→ DATASET ENTRIES:
═══

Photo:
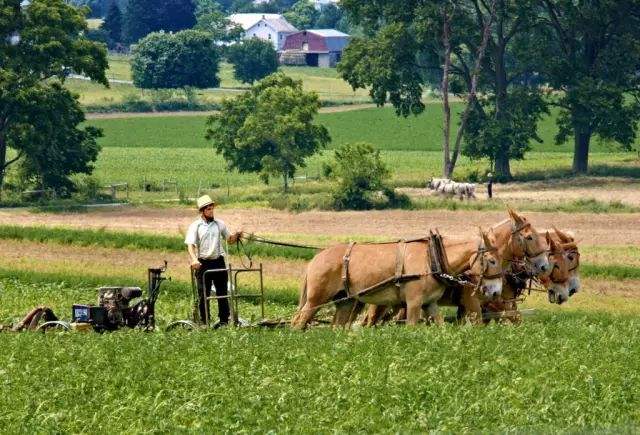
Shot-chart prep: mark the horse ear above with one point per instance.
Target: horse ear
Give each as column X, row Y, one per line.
column 487, row 240
column 562, row 236
column 516, row 218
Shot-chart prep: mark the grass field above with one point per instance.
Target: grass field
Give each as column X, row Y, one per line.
column 139, row 150
column 324, row 81
column 569, row 368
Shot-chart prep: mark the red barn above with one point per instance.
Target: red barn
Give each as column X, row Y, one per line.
column 322, row 47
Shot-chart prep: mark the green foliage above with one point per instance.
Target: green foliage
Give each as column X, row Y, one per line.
column 175, row 60
column 210, row 18
column 146, row 16
column 253, row 59
column 360, row 173
column 590, row 53
column 40, row 118
column 55, row 148
column 113, row 24
column 302, row 15
column 269, row 129
column 490, row 136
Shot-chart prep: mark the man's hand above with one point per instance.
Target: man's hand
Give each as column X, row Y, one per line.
column 233, row 238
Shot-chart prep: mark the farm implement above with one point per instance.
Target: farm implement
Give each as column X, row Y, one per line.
column 117, row 307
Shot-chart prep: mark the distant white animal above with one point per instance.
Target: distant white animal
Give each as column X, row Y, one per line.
column 451, row 188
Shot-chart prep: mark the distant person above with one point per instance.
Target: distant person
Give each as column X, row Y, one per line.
column 490, row 185
column 206, row 251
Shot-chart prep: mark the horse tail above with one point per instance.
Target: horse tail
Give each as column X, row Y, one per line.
column 303, row 293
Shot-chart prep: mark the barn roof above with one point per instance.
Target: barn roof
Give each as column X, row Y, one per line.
column 276, row 21
column 328, row 33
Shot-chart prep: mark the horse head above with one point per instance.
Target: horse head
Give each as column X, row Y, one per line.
column 486, row 268
column 573, row 256
column 557, row 279
column 528, row 243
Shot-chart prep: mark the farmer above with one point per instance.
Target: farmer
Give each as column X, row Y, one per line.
column 206, row 251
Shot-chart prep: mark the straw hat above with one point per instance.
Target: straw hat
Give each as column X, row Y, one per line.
column 204, row 201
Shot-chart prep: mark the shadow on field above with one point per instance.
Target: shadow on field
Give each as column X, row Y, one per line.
column 598, row 170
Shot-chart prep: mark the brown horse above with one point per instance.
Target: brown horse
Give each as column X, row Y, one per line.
column 573, row 256
column 370, row 265
column 520, row 246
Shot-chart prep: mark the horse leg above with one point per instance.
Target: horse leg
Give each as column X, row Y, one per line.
column 472, row 306
column 346, row 312
column 306, row 313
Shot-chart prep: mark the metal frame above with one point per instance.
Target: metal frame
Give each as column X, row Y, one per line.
column 233, row 295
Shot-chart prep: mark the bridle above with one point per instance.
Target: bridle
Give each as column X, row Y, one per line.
column 516, row 230
column 484, row 266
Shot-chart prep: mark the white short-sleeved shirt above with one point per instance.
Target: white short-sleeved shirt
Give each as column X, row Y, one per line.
column 206, row 236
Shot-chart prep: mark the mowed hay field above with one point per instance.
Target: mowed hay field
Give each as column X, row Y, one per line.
column 566, row 368
column 570, row 368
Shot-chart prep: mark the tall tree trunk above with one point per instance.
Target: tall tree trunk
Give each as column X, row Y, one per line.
column 503, row 166
column 447, row 170
column 3, row 159
column 474, row 85
column 581, row 152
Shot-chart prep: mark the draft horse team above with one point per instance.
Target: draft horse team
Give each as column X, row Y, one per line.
column 483, row 277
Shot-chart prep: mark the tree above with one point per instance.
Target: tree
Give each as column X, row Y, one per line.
column 176, row 60
column 253, row 59
column 54, row 148
column 329, row 18
column 145, row 16
column 403, row 52
column 37, row 116
column 210, row 18
column 113, row 24
column 302, row 15
column 269, row 129
column 361, row 173
column 591, row 54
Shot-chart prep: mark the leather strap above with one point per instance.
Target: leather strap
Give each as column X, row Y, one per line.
column 345, row 267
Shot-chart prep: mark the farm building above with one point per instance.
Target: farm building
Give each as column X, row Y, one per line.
column 270, row 27
column 321, row 47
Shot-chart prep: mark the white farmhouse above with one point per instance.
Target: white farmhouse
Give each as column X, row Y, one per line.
column 270, row 27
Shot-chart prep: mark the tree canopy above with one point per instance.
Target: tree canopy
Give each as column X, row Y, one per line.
column 176, row 60
column 253, row 59
column 39, row 119
column 302, row 15
column 269, row 129
column 591, row 52
column 146, row 16
column 402, row 52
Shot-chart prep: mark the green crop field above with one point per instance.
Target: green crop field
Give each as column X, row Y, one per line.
column 150, row 150
column 324, row 81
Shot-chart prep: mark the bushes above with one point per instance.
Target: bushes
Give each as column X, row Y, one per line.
column 361, row 177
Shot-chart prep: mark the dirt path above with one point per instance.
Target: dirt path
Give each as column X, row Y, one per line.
column 591, row 229
column 624, row 190
column 119, row 115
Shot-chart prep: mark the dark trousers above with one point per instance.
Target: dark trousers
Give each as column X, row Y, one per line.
column 219, row 280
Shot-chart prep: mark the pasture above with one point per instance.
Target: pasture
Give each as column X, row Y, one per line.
column 324, row 81
column 150, row 150
column 565, row 368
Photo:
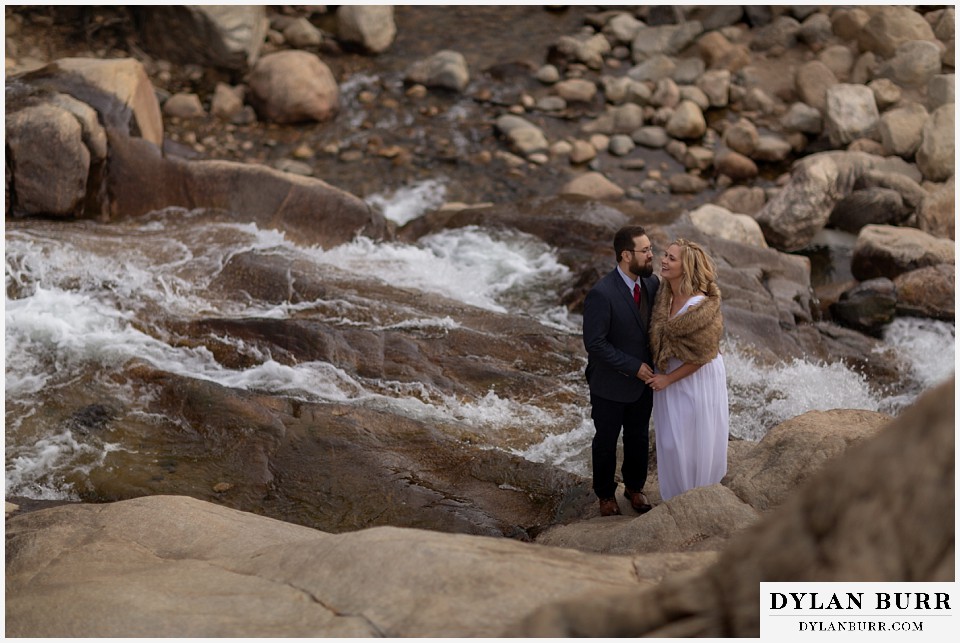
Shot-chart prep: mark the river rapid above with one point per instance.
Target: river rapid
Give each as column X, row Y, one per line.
column 85, row 302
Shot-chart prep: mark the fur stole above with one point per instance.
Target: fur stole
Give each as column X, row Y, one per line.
column 691, row 337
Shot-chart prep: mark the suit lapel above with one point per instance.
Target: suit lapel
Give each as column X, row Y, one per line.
column 628, row 299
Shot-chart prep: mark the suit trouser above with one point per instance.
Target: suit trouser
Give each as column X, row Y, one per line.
column 608, row 418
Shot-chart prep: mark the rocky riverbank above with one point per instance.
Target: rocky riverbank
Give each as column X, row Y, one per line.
column 767, row 133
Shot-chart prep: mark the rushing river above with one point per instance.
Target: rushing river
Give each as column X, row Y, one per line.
column 83, row 300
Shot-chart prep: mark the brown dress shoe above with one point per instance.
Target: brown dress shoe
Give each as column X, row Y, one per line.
column 637, row 500
column 609, row 507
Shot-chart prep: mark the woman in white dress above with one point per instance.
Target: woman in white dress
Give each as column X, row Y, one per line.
column 690, row 406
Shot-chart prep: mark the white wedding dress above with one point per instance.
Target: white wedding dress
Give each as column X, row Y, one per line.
column 691, row 420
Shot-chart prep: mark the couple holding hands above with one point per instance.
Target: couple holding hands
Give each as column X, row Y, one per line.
column 653, row 347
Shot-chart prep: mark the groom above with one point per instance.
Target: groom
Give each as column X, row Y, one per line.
column 616, row 318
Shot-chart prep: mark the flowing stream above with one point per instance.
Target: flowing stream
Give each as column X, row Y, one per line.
column 84, row 299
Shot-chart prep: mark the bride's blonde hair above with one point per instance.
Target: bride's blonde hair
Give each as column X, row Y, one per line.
column 698, row 269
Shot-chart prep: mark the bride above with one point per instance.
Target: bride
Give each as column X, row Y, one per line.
column 690, row 407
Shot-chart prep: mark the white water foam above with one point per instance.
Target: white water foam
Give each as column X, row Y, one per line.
column 79, row 296
column 410, row 202
column 513, row 272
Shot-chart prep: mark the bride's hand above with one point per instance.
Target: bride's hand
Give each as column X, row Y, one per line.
column 645, row 373
column 658, row 382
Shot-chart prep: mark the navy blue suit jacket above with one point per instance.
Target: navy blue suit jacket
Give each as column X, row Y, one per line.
column 616, row 338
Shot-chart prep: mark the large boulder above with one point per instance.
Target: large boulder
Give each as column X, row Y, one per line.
column 936, row 212
column 850, row 113
column 935, row 157
column 796, row 450
column 371, row 27
column 293, row 87
column 446, row 69
column 176, row 567
column 49, row 159
column 119, row 90
column 889, row 251
column 227, row 37
column 802, row 208
column 717, row 221
column 928, row 292
column 889, row 27
column 309, row 210
column 701, row 519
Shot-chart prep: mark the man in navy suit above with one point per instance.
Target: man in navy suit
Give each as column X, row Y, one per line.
column 616, row 318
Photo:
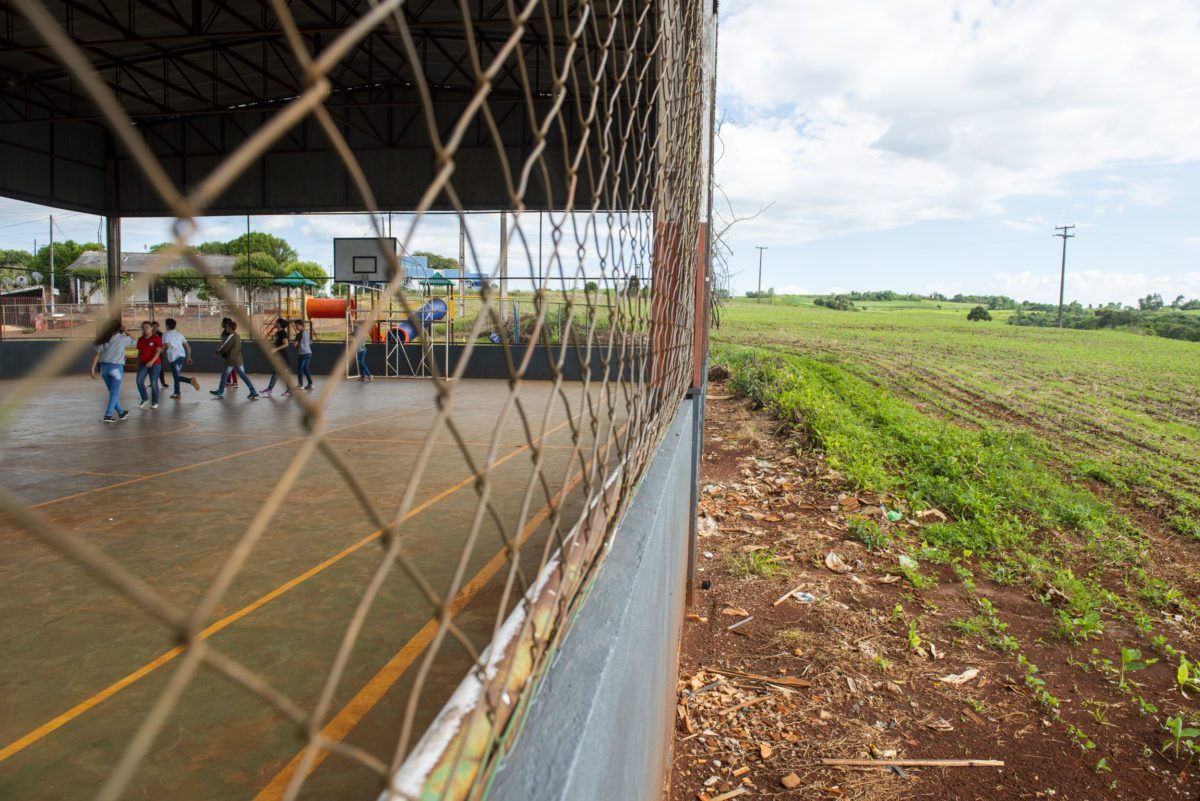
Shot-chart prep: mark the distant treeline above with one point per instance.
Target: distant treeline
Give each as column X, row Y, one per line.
column 1162, row 321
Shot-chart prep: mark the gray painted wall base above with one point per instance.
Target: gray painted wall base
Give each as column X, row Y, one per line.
column 600, row 723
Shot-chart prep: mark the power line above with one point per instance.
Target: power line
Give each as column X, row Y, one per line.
column 1065, row 233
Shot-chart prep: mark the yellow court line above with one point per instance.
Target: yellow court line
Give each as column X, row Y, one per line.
column 390, row 673
column 115, row 687
column 17, row 468
column 117, row 485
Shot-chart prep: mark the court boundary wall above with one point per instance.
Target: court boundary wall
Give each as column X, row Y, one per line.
column 17, row 359
column 599, row 724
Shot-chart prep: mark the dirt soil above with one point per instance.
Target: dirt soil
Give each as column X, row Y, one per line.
column 859, row 663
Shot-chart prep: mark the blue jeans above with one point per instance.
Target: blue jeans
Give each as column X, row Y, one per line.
column 113, row 375
column 241, row 372
column 303, row 361
column 154, row 372
column 177, row 371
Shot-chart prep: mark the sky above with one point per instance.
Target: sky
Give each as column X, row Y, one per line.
column 927, row 145
column 933, row 145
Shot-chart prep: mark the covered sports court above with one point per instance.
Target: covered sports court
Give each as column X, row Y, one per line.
column 167, row 494
column 353, row 594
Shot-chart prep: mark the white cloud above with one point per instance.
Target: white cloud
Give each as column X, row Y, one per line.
column 862, row 115
column 1093, row 285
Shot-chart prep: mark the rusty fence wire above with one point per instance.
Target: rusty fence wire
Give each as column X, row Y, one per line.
column 617, row 150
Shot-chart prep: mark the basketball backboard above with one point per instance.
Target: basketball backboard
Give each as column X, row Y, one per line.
column 364, row 260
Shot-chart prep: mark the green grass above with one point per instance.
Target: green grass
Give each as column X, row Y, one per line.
column 756, row 562
column 1113, row 407
column 1012, row 505
column 957, row 416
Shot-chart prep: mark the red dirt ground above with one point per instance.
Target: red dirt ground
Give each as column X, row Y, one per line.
column 871, row 692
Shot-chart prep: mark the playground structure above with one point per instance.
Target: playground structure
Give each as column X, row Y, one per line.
column 395, row 327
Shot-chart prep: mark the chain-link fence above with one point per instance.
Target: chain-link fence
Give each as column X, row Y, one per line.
column 607, row 272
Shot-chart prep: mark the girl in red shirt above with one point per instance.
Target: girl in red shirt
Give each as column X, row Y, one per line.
column 149, row 363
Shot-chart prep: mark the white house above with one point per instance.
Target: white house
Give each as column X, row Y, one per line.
column 139, row 263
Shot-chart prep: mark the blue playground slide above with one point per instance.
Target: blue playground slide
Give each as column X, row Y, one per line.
column 431, row 312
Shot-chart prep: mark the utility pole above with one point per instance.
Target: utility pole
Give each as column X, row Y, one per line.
column 759, row 295
column 504, row 260
column 462, row 260
column 52, row 264
column 1065, row 233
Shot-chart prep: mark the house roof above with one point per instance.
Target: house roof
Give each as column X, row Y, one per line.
column 221, row 265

═══

→ PROBLEM DETAILS: In the records above, find each line that mentions the string "implement", then copy it.

→ RESULT:
Shot-chart prep: mark the farm implement above with one point per instance.
Target: farm implement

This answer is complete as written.